◆ Page excerpt:
[Start of section]

Wednesday, April 29, 2020

A humble bee-ginning ~ April 19. 2006

David Heiller

Cindy brought me a cup of coffee last Tuesday morning. I took a big swig. Oh, that first taste of coffee in the morning.
It was kind of a heavenly moment. Early morning. Three packages of bees. Fresh coffee.
It didn’t have a heavenly end, but what does?
In 2006, David had lots of bee experience, yet they remained mysterious. We were just starting to battle Colony Collapse Disorder. David never got a chance to get his bees going when we moved to Houston County.
I had set up my bee hives carefully, put in new foundation on the frames, filled the feeders with syrup to tide the critters over till the flowers sprout.
The bees had arrived the night before in three-pound boxes, roughly 10,000 bees per box. They formed a cone-like shape over a queen bee, who had already mated at her California home.
I opened the first package, removed the queen in her mini-cage, and covered the opening of the box so the other bees wouldn’t follow. The next sequence was to take out the little piece of cork that keeps the queen in her cage, replace it with some crystallized honey, hang her cage between two frames, staple it in place, dump the bees on top of her, put back three frames that had been removed, put the feeder on top, and put on the hive cover.

[End of section]

◆ Source data:
[Start of section]

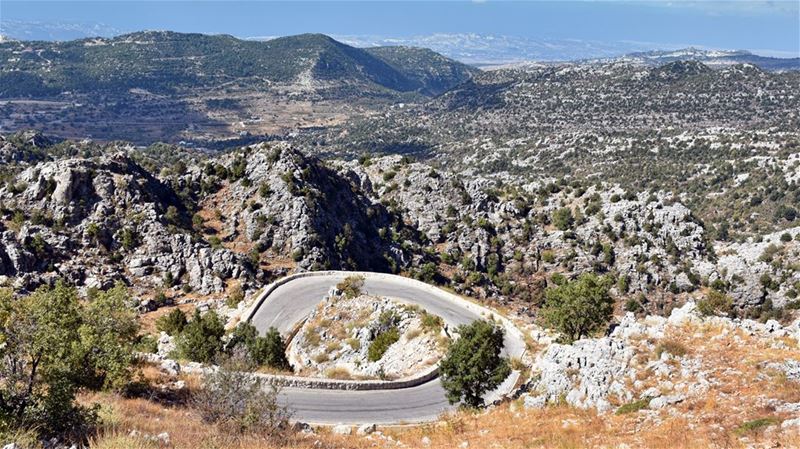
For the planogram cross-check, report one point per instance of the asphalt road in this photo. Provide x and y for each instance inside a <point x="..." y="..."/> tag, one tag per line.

[End of section]

◆ Set of tasks:
1. Reproduce the passage of the bee post between "It didn’t have" and "to Houston County.", inclusive.
2. Carry on the bee post from its final sentence.

◆ Results for each task:
1.
It didn’t have a heavenly end, but what does?
In 2006, David had lots of bee experience, yet they remained mysterious. We were just starting to battle Colony Collapse Disorder. David never got a chance to get his bees going when we moved to Houston County.

2.
The other bees will free the queen by eating the honey, then she’ll get busy laying thousands of eggs. And the bee hive will begin in earnest in good old Brownsville, Minnesota. That’s by the book, although bees can’t read.
I carefully removed the cork as the queen turned tiny circles in her cage. She was anxious to go about her business. I plugged the hole with honey, hung her between frames, and picked up the box of bees. I was just about to shake them into the hive when the queen came out to greet me. The honey plug had fallen out! She stayed for a split second. If a bee could thumb her nose, that’s what she was doing. Then she flew away, followed by a few choice words from me. (They were about me, not her.)
I put the cover back on the package of bees. I would have to find a new queen somehow, which is not always an easy thing to do.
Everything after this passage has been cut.